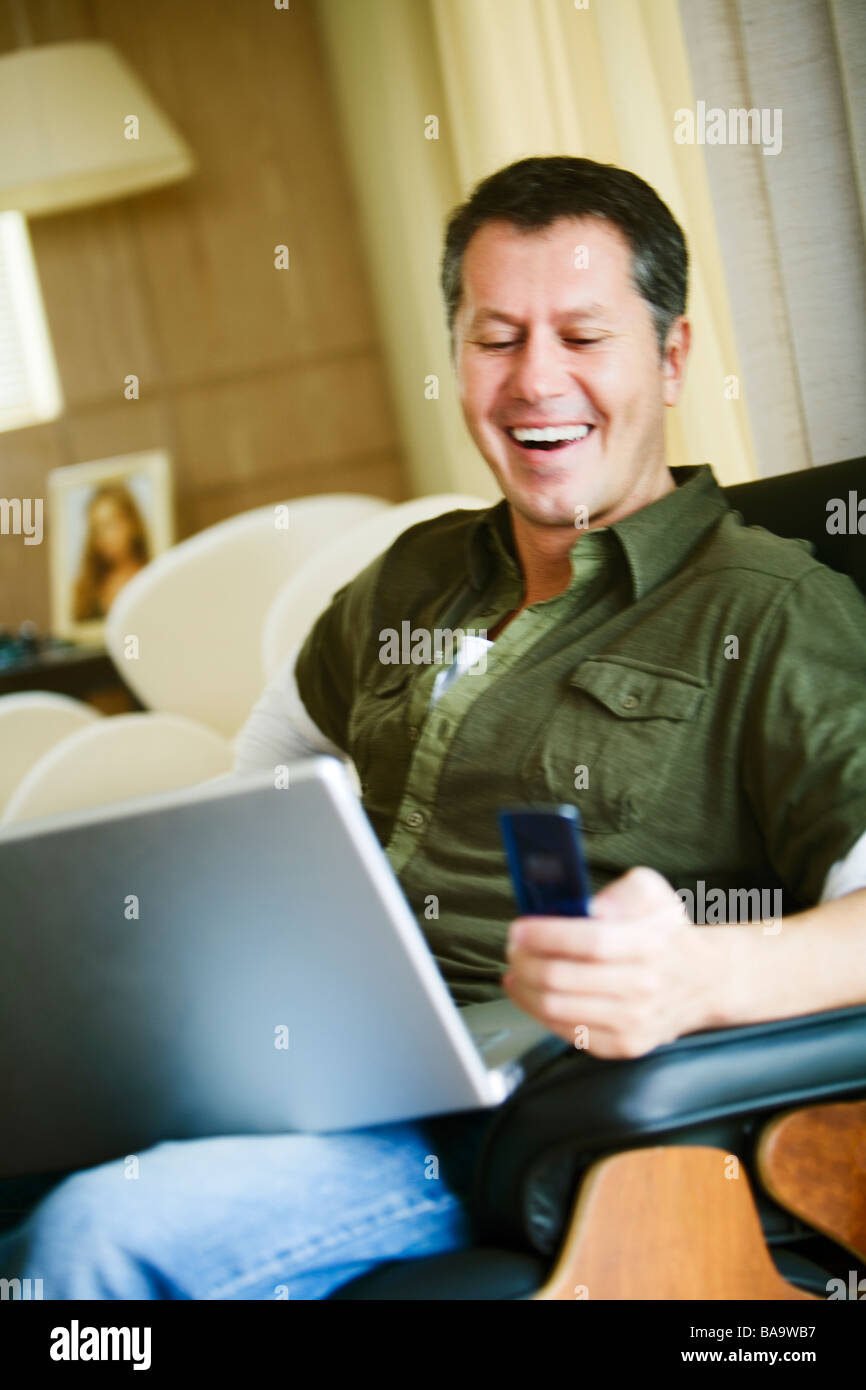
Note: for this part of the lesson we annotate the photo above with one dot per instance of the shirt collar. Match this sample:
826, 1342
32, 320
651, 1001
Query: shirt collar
655, 540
####################
#### Your instructions:
Format the lines of the records above as a numbered list, skipping any blank lines and leaving out the pictures.

#### Result:
1. Note: for this part of the lesson we annotate the photo above with one dot per instance of the shirt collar. Match this sample:
2. 826, 1342
3. 32, 320
4. 651, 1001
5. Query: shirt collar
6. 655, 540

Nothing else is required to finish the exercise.